> Exercise objective
Nothing may be dropped. Retype the whole listing exactly.

> Records supplied
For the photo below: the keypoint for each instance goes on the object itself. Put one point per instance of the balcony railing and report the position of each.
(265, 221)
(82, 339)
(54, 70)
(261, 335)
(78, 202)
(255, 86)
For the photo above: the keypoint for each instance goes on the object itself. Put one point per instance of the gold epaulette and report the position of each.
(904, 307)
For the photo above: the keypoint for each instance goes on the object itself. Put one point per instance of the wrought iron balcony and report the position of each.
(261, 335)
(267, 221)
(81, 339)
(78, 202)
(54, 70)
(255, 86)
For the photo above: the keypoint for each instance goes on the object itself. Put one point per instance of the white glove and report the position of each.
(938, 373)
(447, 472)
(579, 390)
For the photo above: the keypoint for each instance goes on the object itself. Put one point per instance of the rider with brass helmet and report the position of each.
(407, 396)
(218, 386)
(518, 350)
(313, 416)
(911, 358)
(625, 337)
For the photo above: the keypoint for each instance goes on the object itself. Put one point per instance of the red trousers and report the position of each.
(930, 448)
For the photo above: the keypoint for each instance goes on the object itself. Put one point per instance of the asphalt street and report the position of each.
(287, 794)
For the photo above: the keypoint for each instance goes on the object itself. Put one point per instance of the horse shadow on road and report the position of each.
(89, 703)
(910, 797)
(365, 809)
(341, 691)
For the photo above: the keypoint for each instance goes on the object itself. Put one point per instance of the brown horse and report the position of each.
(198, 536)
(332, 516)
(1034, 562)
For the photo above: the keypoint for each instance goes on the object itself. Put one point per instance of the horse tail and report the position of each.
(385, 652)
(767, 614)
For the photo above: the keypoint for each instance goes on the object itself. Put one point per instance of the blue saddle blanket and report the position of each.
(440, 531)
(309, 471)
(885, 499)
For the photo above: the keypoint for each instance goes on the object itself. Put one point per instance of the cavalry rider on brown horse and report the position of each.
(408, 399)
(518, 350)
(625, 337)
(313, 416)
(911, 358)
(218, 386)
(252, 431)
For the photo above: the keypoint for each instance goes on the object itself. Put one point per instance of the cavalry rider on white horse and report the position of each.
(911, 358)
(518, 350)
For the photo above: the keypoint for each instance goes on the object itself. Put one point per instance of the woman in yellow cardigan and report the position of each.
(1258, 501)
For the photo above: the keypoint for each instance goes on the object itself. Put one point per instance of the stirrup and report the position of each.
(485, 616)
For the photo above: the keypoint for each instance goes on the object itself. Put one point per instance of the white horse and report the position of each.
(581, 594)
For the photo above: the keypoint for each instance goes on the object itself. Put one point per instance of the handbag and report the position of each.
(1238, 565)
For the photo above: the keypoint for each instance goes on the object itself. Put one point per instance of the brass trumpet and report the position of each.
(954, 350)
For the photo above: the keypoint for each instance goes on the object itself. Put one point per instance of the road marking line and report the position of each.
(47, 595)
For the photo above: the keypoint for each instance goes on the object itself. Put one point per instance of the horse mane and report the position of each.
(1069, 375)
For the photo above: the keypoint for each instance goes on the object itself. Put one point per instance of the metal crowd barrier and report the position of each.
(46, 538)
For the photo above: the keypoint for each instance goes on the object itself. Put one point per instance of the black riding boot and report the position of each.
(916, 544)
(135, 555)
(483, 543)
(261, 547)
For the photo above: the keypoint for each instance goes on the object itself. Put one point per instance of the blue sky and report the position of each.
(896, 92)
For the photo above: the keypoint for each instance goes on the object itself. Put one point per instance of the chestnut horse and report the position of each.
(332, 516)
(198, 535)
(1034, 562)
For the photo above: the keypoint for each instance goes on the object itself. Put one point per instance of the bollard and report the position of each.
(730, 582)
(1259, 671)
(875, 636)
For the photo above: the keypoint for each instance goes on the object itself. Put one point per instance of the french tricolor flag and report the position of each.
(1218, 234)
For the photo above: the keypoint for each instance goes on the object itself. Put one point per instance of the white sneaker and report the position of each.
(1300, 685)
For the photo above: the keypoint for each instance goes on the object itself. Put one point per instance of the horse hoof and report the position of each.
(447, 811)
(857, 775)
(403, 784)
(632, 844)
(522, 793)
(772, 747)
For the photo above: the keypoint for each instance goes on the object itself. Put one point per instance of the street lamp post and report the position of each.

> Answer for this exercise
For the photo below: the keypoint for each instance goes on the object itself. Put one point per instance of the balcony railing and report the position of each.
(265, 221)
(82, 339)
(54, 70)
(261, 335)
(78, 202)
(255, 86)
For the photo above: the keypoint for each instance goes on the object itself. Put one point per instance of the gold epaulette and report the position of each.
(904, 307)
For the photo above: the keypoint for each instance goes on the object itself. Put one point per instance of the wrought iron balcony and report the position of each.
(261, 335)
(267, 221)
(81, 339)
(78, 202)
(54, 70)
(255, 86)
For the photo above: the keypoint for each instance goes on the object itself. Put one point per instance of the white glove and report the position of each.
(938, 373)
(447, 472)
(579, 390)
For the photo above: the keypoint for each instance goes on the object itself. Put one point per instance of the rider with brass helmet and report the position of each.
(407, 396)
(218, 386)
(518, 350)
(313, 416)
(911, 358)
(625, 337)
For the photo above: the keypoint for each instance goes on the object itself. Put one point per instance of the red trousers and report the position of each.
(930, 448)
For the photo above: the keypoint for each instance goes on the object itself. Put one point per instance of the asphalt street and report the position of each.
(287, 794)
For the photo above: the keypoint for each instance goes on the object itself. Put one point per instance of the horse shadow on road and report the position of each.
(89, 703)
(910, 797)
(365, 809)
(341, 691)
For the photo above: the keypoint for each instance goes on the object itself. Put one point per instance of the brown horse and report the position of each.
(198, 536)
(332, 516)
(1034, 562)
For the photo above: the keypoint for each instance goes on the object itself. Put one point per instance of the horse tail and report the position of each.
(385, 652)
(767, 614)
For the photo above: the keypoint for each instance goes on the object itself. Put one point per instance of the blue saddle blanket and report the position of each.
(440, 531)
(309, 471)
(885, 499)
For the photo above: the keypoint for each instance goes on the object itself. Put one point per instance of the cavalry rider on brown horse and report the position of each.
(408, 399)
(518, 350)
(625, 337)
(313, 416)
(911, 358)
(218, 386)
(252, 431)
For the photo above: the keypoint for each instance goes on the object itself. Put one point per instance of the cavalry rider on white horse and report the position of each.
(911, 358)
(518, 350)
For the photo above: the keypoint for each instance goes on the object itself. Put one point per instance of the woman in yellow cardigan and report the position of each.
(1258, 501)
For the photo above: the keypoint for each instance goes on the object itself. Put one point per instance of the stirrup and report the position of each.
(485, 616)
For the photo above: the keypoint for each instance goes on the object itself. Put one point per instance of the white horse and report the position of each.
(581, 594)
For the photo above: the keypoint for each instance goes on the object itself. Put one point per instance of the handbag and report the position of each.
(1238, 565)
For the photo above: the keypoint for each instance goes on the object itself. Put one point per instance of the brass trumpet and report the position of each.
(954, 350)
For the photo above: the keypoint for each instance goes on the object itself. Put one point per instance of the road marking line and report the position of each.
(47, 595)
For the photo above: the keypoint for each instance goes on the object itself. Put one point per instance of the horse mane and report the position of each.
(1069, 375)
For the photo above: the keypoint for each instance goes on the object itself. Put one point per instance of the metal crowd barrier and report the position of each.
(46, 538)
For the photo above: the keypoint for each instance goes on the object itself. Put one point per instance of the black riding boot and report the position of each.
(916, 544)
(135, 555)
(483, 543)
(261, 547)
For the photo above: the keypoint for each instance goes on the object itself. Put one point per instance of the blue sky and report the position of each.
(896, 92)
For the photo above: the keypoint for each instance goes on the object itself. Put one point per instance of the chestnut horse and report the position of each.
(332, 516)
(198, 535)
(1034, 562)
For the photo above: the keypoint for each instance goes on the object itself. Put one point per instance of the bollard and report the position of each.
(730, 582)
(1259, 671)
(875, 636)
For the photo above: the keypoint for each instance goes on the object itself. Put one point per instance of the french tricolor flag and report the position of each.
(1218, 234)
For the photo above: the keypoint for each instance goes on the object itself. Put one point per instance of the white sneaker and report the position of each.
(1300, 685)
For the photo above: the keypoint for each instance goes on the object itself. Put one point per instance of the horse hoof and report the position of each.
(447, 811)
(857, 775)
(403, 784)
(632, 844)
(522, 793)
(772, 747)
For the photo above: the keypoint for each instance goes on the object itself. Put one point per instance of the street lamp post and report the position of each.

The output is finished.